Ce que je trouve fascinant c'est que le coronavirus impose une réalité bien plus violente en termes de limitations, de contraintes, d'entraves, que ce que les libéraux rejettent politiquement. Les propositions des élu.e.s écologistes de régulation, de quotas, de diminution de l'empreinte écologique sont bien moins violentes que ce à quoi le coronavirus nous contraint avec des blocages complets, des confinements absolus. Comme quoi, décidément, Virginie Raisson avait et a plus jamais, raison. 

10/03/2020

Extension du domaine des fragilités

Tu parles d'un colosse, notre système. A date, on ne sait pas encore qui est le vrai coupable, mais les deux principaux suspects de la casse planétaire sont bien malingres : un pangolin ou une chauve-souris. Une zoonose de plus, comme la vache folle, le SRAS ou la grippe aviaire. Une de plus, de plus en plus fréquentes, de plus en plus rapide à se propager, aussi. Les grandes pestes du moyen âge mettaient des années à quitter un pays, le coronavirus a atteint son premier patient hors de Chine en seulement huit jours. Et le système entier s'est enrayé plus rapidement que jamais.

----

- Consigne -
Répondez à ces questions sur le texte :
1. Qui, selon le texte, avait et a plus que jamais raison ?
2. Quels sont les deux principaux suspects de la casse planétaire ?
3. En combien de temps le coronavirus a-t-il atteint son premier patient hors de Chine ?

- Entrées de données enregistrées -

----

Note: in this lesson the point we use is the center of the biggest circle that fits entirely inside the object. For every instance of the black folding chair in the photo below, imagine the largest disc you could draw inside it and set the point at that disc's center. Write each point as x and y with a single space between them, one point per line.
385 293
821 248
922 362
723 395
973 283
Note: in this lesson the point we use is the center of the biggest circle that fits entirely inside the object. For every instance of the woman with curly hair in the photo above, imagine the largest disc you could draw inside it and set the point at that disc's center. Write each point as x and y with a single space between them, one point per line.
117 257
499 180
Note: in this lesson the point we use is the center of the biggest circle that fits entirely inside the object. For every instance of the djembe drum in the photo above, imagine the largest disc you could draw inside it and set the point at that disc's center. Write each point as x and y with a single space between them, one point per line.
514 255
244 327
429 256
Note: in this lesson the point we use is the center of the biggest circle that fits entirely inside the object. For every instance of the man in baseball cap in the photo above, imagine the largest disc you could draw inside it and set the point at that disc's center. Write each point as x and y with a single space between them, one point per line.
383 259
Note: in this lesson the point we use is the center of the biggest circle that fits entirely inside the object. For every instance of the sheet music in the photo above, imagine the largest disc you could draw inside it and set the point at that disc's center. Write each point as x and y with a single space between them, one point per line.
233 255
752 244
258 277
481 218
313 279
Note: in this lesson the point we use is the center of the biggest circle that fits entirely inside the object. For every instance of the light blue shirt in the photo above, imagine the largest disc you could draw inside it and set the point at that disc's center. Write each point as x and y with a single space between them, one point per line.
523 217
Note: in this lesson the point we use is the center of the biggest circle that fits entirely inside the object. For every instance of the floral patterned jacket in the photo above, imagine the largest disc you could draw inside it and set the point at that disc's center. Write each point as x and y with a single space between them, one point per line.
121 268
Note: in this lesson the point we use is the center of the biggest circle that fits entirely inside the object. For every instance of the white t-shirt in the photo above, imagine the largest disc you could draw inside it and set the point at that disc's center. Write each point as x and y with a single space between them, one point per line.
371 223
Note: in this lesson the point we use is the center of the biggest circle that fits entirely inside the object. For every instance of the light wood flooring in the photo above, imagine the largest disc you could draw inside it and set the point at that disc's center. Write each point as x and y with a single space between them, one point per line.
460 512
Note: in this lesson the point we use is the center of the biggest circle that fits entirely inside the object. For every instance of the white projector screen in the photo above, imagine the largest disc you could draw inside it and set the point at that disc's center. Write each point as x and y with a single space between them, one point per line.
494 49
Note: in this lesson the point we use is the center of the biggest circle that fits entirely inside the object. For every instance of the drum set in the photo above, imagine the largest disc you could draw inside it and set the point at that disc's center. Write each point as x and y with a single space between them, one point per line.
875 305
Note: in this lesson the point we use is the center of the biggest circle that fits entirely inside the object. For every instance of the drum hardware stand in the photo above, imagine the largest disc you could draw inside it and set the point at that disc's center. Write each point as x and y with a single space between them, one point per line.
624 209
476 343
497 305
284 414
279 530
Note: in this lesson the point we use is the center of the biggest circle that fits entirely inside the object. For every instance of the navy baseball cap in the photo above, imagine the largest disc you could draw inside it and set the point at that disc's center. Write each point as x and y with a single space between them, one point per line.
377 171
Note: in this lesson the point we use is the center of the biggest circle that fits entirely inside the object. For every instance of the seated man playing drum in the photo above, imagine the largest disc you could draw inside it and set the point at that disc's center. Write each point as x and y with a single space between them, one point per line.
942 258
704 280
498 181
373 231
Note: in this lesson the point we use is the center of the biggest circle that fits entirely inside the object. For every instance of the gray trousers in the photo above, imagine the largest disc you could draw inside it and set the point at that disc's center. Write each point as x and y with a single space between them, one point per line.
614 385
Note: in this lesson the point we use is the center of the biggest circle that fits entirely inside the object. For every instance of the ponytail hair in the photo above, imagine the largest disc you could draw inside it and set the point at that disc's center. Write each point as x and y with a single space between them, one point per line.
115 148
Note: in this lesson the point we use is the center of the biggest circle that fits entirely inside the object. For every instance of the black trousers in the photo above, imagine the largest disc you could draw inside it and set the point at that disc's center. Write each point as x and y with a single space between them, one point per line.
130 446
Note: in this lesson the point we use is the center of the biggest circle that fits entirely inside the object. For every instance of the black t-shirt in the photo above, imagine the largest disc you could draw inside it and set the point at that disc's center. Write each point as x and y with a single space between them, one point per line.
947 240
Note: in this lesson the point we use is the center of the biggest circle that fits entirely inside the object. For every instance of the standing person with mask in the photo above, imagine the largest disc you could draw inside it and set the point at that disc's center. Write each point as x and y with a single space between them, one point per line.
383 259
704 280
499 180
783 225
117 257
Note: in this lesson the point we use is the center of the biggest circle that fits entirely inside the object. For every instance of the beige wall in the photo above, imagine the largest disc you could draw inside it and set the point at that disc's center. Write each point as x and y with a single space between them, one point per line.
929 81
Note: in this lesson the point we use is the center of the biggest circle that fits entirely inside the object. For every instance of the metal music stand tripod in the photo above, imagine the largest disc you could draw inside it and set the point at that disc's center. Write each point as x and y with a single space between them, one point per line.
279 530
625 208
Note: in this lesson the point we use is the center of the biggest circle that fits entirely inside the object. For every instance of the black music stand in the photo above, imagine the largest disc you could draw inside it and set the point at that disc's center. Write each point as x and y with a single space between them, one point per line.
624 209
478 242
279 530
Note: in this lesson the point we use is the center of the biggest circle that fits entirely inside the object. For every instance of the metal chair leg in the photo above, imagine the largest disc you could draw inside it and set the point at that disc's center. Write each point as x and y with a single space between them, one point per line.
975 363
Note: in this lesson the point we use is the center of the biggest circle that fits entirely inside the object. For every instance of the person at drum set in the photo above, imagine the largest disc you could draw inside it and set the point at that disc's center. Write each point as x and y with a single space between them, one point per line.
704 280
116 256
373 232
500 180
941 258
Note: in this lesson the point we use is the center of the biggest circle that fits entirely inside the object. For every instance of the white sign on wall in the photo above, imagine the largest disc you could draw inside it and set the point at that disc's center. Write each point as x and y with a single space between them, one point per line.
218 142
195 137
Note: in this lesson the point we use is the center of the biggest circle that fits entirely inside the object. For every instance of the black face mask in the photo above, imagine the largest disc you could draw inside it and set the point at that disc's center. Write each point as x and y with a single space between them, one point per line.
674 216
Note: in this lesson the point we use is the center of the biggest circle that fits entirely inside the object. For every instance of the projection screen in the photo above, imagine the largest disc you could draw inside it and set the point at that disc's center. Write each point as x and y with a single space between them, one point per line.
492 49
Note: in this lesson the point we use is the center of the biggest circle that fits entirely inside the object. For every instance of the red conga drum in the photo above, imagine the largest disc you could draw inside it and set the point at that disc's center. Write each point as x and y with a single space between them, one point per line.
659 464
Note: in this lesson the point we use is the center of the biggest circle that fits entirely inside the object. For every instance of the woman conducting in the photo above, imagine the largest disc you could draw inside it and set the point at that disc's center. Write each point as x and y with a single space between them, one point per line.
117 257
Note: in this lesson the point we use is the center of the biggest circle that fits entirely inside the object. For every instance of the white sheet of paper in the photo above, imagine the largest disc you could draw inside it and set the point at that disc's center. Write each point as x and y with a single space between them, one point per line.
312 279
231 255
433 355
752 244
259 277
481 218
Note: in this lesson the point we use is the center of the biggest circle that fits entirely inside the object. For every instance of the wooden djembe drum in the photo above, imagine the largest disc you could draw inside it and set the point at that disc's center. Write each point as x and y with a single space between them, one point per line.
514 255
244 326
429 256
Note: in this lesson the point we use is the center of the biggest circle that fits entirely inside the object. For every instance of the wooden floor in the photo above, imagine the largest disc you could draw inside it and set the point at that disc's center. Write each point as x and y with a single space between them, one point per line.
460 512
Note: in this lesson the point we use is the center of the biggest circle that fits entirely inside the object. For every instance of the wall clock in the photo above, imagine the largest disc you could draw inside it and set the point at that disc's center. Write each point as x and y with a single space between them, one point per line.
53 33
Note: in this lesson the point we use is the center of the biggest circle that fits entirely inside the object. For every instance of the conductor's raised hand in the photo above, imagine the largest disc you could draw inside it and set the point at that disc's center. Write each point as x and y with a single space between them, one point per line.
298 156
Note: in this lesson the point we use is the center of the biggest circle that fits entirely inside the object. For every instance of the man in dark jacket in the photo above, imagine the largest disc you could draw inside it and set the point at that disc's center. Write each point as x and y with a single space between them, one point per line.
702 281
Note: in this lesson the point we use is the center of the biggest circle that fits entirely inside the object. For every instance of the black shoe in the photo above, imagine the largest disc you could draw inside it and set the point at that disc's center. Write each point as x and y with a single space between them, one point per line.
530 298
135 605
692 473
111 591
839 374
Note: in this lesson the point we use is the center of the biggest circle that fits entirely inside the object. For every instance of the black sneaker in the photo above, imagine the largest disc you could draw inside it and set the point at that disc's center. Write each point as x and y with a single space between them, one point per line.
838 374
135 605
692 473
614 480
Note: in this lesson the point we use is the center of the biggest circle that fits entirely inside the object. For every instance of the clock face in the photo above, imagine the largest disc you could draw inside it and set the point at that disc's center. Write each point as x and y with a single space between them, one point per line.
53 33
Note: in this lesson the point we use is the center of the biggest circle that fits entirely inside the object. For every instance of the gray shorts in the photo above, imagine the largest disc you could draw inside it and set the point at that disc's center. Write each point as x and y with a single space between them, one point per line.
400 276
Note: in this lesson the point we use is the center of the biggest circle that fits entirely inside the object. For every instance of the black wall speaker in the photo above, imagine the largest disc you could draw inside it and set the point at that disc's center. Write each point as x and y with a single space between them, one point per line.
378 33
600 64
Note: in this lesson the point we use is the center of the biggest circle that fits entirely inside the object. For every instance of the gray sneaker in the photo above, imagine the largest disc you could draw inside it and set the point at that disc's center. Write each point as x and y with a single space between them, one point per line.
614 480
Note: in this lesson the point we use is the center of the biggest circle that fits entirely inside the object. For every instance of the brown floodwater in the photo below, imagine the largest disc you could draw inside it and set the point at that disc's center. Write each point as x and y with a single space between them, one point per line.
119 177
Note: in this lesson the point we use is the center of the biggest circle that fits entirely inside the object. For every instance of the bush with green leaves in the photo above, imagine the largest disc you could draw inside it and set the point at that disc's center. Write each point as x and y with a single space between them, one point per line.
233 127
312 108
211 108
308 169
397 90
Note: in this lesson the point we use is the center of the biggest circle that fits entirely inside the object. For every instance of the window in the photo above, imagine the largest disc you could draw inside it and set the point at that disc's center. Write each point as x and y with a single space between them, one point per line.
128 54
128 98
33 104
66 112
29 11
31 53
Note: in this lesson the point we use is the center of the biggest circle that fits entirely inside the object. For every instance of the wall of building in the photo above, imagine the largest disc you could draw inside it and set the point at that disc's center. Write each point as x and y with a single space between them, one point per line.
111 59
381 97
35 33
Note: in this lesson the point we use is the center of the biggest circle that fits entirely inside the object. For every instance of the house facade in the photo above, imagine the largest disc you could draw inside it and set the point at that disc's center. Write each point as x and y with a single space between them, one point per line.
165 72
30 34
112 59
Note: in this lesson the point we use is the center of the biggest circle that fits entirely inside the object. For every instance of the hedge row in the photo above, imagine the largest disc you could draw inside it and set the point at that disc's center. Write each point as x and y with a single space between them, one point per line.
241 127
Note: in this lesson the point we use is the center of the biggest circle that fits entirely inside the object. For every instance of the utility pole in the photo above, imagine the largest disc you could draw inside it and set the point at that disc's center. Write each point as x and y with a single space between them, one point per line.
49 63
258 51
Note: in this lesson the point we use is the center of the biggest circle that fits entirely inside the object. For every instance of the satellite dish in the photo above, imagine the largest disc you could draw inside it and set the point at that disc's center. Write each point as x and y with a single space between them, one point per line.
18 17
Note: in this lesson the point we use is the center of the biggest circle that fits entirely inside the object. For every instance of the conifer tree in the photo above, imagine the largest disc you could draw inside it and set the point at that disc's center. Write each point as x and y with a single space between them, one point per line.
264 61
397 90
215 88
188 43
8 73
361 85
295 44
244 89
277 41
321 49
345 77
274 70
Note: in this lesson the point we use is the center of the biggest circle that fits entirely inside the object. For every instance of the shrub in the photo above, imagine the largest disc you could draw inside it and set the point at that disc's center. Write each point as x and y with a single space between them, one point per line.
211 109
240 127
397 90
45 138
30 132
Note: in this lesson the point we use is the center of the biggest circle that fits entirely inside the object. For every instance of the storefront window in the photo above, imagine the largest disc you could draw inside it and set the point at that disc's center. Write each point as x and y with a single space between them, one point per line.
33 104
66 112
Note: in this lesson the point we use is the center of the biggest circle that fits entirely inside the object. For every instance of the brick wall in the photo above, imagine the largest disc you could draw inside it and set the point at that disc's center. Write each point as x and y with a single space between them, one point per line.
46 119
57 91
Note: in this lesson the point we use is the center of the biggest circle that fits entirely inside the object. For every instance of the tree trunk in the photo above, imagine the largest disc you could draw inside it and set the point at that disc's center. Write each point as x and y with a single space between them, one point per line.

----

- Exercice corrigé -
1. Virginie Raisson.
2. Un pangolin ou une chauve-souris.
3. En seulement huit jours.